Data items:

※

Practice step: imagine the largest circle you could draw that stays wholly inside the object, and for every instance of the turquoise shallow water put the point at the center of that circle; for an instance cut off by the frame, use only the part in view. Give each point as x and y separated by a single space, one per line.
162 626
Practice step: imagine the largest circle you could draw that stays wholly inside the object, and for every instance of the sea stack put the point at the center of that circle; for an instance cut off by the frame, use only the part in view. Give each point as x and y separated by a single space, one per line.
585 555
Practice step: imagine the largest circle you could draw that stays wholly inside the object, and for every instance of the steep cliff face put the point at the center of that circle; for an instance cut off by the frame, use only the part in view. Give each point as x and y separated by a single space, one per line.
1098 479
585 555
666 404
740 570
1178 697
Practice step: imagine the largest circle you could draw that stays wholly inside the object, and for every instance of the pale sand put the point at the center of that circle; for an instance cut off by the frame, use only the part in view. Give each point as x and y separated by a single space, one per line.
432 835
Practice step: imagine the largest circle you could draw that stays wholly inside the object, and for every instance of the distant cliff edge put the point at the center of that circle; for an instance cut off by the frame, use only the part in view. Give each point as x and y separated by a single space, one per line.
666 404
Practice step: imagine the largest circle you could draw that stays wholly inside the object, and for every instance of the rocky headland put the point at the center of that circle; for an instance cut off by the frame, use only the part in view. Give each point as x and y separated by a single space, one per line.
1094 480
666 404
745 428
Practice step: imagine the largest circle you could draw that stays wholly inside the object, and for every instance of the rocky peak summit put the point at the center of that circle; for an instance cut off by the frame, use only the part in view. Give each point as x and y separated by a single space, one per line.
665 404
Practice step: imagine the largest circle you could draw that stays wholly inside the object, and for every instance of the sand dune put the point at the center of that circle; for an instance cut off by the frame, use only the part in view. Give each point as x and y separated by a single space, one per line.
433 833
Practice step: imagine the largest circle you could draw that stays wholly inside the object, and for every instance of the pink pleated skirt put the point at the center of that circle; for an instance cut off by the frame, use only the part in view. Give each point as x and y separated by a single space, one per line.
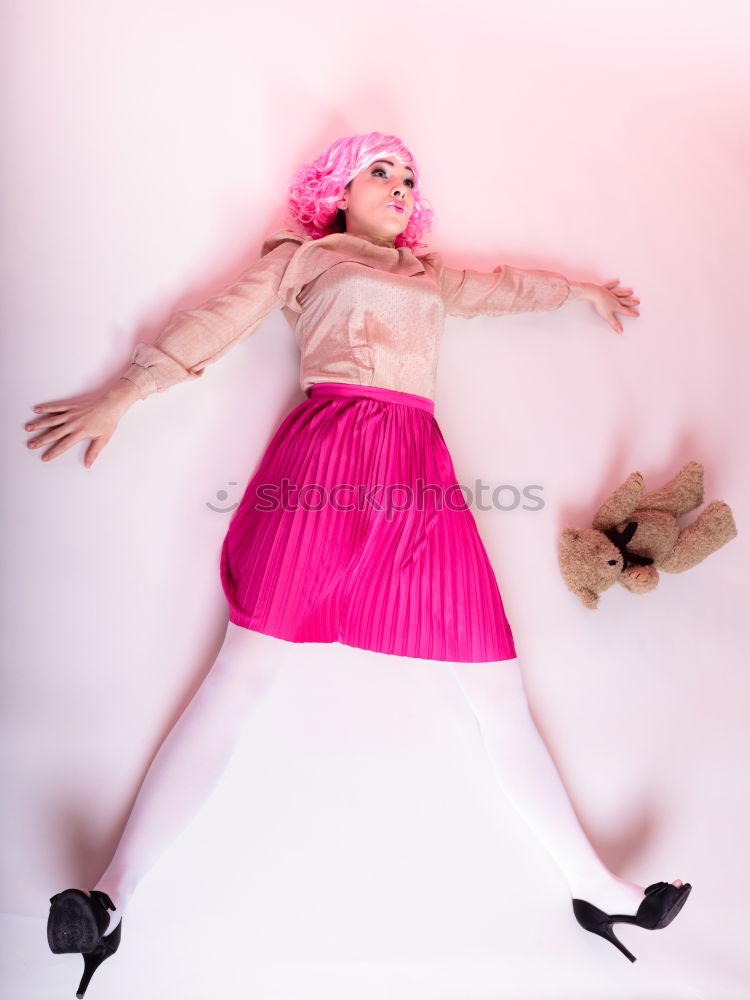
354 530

※

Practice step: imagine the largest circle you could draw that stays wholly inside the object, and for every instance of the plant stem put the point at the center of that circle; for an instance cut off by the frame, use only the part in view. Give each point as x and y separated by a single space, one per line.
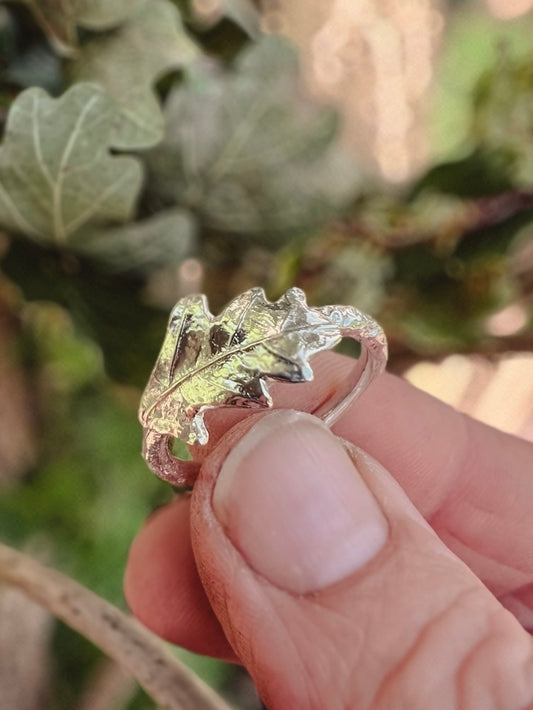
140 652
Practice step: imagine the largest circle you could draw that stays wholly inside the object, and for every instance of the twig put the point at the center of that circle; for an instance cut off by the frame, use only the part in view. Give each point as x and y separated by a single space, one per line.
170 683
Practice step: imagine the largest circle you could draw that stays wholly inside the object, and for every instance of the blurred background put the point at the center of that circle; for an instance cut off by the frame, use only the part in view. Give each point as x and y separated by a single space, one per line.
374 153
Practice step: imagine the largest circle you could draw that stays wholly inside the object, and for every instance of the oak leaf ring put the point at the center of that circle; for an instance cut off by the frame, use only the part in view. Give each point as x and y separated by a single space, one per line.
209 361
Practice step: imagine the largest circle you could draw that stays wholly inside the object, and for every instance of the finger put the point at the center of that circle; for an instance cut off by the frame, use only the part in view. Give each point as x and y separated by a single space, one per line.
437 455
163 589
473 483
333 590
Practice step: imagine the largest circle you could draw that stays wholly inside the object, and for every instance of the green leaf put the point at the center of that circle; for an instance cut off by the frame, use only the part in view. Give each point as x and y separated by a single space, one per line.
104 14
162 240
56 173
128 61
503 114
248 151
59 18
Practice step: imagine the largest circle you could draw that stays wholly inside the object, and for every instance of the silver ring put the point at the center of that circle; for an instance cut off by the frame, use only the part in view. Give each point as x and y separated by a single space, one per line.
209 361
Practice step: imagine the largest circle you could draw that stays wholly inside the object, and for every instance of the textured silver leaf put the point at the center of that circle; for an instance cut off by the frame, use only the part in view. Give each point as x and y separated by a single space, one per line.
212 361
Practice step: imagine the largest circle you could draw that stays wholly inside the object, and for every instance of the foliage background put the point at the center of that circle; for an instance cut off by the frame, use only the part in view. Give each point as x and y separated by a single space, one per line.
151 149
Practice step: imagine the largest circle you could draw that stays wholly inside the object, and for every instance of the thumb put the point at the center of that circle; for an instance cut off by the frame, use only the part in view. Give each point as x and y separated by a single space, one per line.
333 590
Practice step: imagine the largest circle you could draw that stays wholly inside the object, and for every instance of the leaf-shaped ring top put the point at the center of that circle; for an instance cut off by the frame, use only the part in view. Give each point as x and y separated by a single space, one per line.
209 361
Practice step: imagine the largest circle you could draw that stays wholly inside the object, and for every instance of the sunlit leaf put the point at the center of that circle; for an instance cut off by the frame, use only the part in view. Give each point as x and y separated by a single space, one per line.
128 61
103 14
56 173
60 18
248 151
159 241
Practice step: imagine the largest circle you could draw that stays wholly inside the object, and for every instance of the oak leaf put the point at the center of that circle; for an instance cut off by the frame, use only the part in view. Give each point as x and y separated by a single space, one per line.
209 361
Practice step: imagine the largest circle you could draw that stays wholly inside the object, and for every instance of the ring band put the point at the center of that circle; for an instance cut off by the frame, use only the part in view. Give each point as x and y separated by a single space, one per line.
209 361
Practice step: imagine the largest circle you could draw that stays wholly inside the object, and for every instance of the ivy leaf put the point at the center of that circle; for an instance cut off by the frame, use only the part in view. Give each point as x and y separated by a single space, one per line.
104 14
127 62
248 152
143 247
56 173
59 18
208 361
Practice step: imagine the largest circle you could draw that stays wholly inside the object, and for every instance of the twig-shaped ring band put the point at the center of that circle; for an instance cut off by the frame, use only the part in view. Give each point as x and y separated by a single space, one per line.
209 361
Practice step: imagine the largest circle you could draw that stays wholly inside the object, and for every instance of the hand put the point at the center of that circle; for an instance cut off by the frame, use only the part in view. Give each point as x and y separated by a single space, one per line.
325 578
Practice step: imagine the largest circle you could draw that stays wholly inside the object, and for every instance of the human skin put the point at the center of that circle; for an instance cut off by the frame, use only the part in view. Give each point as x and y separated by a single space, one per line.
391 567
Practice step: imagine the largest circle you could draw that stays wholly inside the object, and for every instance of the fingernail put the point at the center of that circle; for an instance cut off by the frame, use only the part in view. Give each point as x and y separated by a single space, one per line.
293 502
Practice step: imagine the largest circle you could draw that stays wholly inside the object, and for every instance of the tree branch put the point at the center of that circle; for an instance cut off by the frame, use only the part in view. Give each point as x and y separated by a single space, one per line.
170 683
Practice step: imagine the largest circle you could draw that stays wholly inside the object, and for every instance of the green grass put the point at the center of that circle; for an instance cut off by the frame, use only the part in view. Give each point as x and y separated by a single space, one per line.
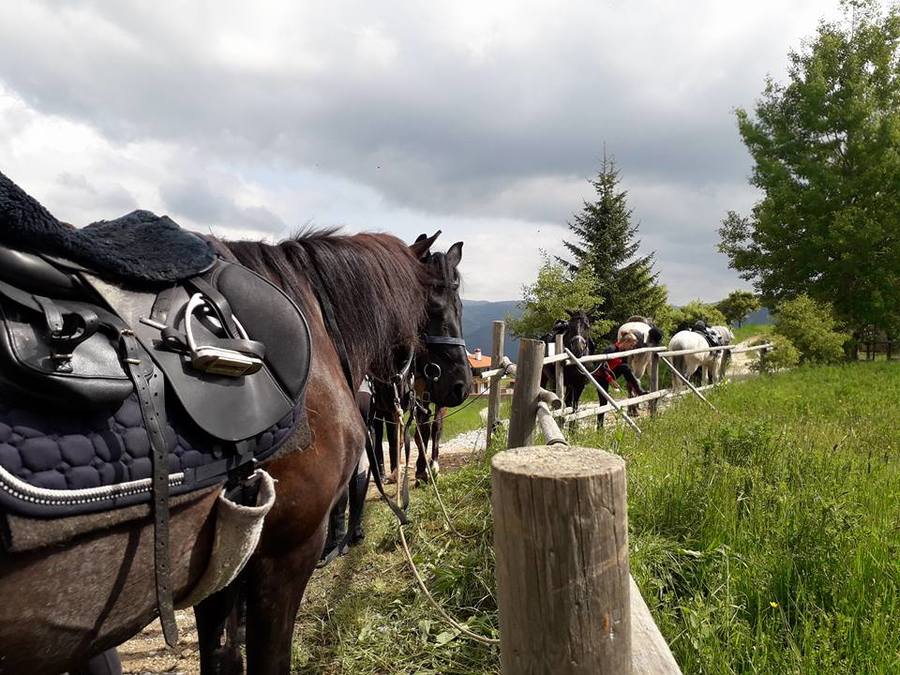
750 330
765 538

※

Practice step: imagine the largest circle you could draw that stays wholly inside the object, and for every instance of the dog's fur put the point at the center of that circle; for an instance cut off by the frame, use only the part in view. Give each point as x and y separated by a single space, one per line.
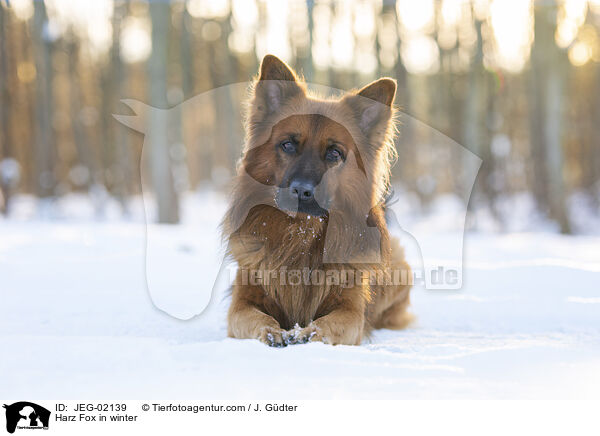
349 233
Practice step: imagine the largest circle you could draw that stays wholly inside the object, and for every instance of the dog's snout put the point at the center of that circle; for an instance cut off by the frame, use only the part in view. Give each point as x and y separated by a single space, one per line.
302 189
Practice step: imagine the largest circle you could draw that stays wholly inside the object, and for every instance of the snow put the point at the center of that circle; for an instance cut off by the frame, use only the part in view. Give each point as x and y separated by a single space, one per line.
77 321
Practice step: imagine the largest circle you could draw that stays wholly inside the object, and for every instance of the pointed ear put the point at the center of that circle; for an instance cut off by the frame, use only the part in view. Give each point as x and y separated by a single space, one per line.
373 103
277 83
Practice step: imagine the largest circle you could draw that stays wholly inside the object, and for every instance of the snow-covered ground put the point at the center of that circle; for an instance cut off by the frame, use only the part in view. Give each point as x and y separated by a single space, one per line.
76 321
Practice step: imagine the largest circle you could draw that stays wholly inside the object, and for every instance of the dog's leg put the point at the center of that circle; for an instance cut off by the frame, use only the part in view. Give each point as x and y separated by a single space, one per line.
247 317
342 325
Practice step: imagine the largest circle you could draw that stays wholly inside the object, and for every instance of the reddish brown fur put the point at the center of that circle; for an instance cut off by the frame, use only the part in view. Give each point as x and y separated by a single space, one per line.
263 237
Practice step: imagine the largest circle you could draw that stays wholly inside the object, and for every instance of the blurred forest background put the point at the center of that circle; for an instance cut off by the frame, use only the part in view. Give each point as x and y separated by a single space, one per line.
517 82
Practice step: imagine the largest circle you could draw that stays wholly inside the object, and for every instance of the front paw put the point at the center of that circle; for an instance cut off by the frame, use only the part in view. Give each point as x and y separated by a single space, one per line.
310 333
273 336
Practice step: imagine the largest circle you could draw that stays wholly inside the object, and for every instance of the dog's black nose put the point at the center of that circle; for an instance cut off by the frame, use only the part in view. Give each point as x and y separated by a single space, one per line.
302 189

※

(Aim):
Extract every line of the items above that contains the string "snow", and reproduce each such line in full.

(Written answer):
Practice step: imagine the largest circle you could draw that stays wholly inside the object, and for every instance of the snow put the point at the center of that circle; for an instance cut off by the frame, use only the part in view. Give each point as x and y separated by a single space, one per line.
Practice step: imagine the largest circle you could draw that stays wholly inside the object, and for every instance of the snow-covered ground put the point at the center of that circle; for an instance cut off by the frame, use only the part in view. Give each point as x and y separated by a single space, one per line.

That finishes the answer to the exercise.